**Records to use**:
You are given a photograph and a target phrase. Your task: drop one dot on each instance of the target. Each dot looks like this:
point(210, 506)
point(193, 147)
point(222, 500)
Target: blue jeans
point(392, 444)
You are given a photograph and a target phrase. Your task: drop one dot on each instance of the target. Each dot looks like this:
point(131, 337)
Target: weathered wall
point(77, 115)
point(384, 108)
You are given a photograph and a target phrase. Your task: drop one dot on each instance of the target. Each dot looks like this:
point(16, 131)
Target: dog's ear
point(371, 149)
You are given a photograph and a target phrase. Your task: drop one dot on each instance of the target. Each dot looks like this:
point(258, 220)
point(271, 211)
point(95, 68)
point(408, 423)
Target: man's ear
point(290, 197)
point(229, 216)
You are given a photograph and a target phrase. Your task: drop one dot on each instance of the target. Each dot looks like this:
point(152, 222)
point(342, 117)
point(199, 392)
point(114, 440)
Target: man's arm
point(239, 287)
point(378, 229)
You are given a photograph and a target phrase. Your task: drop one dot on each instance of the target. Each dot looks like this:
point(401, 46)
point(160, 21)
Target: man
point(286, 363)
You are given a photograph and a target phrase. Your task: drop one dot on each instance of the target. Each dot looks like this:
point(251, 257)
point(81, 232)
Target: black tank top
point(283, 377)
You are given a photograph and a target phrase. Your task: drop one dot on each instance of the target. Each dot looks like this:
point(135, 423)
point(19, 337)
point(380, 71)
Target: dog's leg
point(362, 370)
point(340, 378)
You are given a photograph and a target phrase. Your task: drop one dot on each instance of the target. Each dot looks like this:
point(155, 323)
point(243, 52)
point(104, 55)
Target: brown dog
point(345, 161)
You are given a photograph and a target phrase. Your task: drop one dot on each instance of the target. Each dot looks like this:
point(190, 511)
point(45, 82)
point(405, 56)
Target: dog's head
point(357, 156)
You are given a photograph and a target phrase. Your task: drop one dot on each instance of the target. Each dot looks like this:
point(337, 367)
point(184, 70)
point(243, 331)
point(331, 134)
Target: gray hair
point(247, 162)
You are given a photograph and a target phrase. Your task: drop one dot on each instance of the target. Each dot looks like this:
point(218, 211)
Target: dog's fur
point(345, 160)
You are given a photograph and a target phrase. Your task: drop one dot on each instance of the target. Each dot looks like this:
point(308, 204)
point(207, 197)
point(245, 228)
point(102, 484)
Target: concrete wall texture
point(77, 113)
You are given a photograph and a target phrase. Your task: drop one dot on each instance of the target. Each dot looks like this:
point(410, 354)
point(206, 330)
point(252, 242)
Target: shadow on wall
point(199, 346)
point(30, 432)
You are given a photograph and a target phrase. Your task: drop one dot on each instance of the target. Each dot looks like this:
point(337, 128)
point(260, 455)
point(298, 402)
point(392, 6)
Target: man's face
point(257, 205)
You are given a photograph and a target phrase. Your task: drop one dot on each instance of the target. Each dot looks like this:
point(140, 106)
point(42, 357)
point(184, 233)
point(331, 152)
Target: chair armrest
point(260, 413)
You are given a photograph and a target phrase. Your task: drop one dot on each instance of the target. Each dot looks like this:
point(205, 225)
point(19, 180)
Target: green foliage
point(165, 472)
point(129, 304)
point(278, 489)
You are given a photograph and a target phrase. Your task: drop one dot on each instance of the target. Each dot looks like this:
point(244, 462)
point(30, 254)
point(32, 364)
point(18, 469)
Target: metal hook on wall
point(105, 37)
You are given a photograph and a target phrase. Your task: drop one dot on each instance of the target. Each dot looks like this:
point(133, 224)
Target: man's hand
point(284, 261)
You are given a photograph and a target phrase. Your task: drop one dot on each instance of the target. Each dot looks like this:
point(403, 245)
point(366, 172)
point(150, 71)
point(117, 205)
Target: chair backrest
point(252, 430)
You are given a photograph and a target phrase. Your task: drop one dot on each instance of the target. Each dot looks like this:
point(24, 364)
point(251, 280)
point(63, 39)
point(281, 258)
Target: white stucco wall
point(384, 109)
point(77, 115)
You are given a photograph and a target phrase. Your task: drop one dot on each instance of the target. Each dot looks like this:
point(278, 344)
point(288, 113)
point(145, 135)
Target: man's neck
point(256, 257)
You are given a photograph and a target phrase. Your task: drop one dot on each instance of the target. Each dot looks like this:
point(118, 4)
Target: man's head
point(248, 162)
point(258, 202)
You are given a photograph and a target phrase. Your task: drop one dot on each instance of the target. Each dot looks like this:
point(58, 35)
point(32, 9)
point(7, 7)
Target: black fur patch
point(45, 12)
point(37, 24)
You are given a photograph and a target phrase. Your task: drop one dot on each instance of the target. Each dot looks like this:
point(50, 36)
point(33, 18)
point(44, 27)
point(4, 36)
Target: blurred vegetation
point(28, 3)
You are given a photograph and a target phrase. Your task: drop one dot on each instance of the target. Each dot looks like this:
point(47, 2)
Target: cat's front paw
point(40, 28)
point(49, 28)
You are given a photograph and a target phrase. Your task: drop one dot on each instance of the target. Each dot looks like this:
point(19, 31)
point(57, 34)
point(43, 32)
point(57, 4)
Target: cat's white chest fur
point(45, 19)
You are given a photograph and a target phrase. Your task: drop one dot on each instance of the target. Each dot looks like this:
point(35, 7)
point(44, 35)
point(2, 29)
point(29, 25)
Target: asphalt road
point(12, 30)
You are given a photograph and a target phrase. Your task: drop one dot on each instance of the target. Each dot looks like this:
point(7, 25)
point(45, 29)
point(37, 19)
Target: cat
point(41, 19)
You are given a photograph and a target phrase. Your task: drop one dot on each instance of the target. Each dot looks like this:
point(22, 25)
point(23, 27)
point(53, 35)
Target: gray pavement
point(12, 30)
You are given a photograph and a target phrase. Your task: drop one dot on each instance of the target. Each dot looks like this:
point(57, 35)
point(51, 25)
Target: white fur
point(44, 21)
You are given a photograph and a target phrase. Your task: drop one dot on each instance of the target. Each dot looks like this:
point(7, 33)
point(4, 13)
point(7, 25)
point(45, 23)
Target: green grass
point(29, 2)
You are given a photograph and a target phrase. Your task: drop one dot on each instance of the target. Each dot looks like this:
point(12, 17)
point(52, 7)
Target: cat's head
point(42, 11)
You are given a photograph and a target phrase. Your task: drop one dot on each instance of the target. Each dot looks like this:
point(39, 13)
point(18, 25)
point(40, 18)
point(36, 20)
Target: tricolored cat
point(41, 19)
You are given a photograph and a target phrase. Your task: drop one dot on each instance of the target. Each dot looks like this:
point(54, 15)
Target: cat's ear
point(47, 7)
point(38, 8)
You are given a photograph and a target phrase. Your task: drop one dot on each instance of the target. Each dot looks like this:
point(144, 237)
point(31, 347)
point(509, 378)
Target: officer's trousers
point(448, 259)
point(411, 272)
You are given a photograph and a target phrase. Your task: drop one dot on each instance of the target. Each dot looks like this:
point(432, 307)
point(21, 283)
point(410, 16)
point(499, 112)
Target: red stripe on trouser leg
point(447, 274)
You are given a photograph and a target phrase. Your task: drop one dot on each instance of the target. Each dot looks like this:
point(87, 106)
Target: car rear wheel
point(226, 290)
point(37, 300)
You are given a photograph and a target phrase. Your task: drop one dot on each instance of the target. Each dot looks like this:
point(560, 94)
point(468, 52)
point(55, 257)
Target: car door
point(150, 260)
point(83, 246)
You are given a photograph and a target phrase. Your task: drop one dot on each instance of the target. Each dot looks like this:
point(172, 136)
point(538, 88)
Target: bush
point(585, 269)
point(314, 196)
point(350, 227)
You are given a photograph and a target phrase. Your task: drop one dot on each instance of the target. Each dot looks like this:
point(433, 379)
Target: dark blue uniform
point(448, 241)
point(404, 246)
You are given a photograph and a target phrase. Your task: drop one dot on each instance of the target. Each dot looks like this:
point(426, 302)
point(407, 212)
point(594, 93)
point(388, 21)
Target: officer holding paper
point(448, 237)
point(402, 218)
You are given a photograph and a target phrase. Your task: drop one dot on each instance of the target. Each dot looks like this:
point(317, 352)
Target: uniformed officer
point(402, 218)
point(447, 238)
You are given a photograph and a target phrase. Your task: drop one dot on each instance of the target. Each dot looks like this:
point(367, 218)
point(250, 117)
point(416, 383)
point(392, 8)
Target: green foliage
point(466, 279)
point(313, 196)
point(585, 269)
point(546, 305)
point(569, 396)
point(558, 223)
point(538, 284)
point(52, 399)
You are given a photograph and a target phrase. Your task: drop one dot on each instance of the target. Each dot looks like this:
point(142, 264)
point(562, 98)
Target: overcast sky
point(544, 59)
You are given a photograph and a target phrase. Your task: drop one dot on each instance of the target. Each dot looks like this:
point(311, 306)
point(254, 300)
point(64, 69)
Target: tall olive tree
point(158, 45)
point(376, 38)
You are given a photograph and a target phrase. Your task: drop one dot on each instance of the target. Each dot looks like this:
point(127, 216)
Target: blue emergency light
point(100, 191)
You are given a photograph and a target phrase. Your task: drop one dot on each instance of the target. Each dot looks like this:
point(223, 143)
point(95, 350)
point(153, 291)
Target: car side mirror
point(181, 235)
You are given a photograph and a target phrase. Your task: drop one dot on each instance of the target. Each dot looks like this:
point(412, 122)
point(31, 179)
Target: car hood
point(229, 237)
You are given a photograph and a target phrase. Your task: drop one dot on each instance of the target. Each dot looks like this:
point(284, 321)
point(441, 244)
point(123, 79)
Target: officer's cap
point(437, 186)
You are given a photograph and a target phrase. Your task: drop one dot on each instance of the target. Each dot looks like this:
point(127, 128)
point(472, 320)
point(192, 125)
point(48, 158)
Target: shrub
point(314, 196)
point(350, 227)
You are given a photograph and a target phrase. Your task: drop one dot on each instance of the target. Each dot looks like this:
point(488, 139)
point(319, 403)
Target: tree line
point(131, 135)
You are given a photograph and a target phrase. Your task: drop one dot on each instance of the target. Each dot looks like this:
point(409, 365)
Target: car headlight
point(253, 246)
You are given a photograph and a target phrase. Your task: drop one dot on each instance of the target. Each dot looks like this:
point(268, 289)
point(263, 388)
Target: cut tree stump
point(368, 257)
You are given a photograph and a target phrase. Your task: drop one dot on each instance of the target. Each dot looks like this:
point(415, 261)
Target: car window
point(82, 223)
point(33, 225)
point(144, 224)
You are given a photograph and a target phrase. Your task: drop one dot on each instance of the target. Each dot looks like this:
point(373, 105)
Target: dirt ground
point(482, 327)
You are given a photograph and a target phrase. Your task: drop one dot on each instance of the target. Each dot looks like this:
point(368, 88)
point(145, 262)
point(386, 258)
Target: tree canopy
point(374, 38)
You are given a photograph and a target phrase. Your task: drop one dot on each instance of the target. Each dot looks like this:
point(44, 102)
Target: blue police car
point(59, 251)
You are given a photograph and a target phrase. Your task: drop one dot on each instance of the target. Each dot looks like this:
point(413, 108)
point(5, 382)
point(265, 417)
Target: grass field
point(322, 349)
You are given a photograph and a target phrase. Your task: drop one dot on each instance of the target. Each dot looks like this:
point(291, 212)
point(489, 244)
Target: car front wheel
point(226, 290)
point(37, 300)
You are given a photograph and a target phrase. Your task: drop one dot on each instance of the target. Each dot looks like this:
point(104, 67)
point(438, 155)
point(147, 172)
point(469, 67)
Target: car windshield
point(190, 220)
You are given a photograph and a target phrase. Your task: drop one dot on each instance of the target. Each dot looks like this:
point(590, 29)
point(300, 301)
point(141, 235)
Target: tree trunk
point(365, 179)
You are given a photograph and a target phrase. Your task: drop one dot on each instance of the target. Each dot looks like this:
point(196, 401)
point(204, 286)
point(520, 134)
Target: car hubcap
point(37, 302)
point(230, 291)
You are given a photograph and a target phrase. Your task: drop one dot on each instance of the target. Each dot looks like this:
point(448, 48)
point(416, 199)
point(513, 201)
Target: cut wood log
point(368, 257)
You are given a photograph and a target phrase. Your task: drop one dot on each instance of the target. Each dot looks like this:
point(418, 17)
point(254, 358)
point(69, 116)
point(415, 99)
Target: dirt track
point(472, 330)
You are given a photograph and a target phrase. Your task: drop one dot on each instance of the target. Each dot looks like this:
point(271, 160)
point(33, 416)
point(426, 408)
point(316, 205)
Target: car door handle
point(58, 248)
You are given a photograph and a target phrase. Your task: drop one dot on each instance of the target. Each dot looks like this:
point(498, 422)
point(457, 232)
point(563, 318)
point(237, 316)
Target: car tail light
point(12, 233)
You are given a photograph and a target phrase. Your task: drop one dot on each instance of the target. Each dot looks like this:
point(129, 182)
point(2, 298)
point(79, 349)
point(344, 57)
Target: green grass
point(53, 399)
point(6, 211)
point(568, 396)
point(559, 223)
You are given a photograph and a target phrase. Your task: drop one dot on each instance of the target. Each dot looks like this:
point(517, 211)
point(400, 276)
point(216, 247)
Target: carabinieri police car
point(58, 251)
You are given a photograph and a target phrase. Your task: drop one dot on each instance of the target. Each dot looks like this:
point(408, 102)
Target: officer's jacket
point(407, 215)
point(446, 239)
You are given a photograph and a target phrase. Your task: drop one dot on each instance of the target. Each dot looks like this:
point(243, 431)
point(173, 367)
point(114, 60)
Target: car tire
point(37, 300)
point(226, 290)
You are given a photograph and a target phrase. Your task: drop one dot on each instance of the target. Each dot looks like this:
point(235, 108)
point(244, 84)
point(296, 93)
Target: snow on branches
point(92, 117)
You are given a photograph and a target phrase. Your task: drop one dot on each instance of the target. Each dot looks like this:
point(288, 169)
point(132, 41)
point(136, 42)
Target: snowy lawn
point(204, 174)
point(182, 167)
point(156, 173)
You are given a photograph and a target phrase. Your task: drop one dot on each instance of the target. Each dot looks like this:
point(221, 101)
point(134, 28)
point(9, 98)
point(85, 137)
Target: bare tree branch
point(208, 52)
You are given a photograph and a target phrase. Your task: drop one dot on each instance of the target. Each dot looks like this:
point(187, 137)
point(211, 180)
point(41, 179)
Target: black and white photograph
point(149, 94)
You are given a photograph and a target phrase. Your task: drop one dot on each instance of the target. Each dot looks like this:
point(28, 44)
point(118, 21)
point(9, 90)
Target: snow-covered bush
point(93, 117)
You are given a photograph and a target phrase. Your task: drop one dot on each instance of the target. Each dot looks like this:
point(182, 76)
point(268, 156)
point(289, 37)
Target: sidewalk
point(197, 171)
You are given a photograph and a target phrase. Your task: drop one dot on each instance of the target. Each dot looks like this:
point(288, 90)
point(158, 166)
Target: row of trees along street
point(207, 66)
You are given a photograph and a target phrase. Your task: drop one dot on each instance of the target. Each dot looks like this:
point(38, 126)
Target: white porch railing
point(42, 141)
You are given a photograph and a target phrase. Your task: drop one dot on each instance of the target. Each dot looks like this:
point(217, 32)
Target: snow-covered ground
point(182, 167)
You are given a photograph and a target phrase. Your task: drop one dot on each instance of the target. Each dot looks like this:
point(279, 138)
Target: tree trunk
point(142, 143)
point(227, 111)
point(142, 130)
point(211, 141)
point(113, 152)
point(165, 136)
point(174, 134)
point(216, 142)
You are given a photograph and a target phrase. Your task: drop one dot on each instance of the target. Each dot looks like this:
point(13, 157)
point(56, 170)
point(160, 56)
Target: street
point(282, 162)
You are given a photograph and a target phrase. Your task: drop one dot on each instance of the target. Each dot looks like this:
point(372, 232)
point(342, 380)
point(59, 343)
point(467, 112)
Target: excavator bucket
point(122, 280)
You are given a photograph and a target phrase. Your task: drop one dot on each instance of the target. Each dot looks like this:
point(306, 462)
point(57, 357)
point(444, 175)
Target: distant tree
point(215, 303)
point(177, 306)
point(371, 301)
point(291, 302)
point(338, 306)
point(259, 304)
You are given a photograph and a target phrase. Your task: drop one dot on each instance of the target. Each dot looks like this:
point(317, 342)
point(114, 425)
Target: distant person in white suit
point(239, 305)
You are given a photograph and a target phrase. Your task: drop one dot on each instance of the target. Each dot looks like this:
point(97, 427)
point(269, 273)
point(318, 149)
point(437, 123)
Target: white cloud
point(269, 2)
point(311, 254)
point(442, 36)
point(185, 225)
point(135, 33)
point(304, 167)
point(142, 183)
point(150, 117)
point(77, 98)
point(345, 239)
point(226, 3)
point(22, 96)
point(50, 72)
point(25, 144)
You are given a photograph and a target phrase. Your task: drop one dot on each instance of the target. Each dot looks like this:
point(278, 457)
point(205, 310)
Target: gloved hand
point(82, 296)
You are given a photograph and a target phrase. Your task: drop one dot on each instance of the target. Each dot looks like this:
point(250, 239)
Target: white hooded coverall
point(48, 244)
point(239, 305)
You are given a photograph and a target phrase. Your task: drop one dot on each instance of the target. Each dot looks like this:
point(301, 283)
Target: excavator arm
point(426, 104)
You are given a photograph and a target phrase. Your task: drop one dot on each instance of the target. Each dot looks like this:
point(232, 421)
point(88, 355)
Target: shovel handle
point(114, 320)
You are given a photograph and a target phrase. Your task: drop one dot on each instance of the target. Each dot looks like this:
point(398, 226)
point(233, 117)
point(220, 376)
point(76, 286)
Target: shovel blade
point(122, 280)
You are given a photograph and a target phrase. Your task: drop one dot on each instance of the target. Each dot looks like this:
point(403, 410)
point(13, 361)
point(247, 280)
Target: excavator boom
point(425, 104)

**Written instruction**:
Return every line of the material above that contains the string "police". The match is case-sensitive.

**Output of the exercise**:
Target: blue police car
Target: carabinieri police car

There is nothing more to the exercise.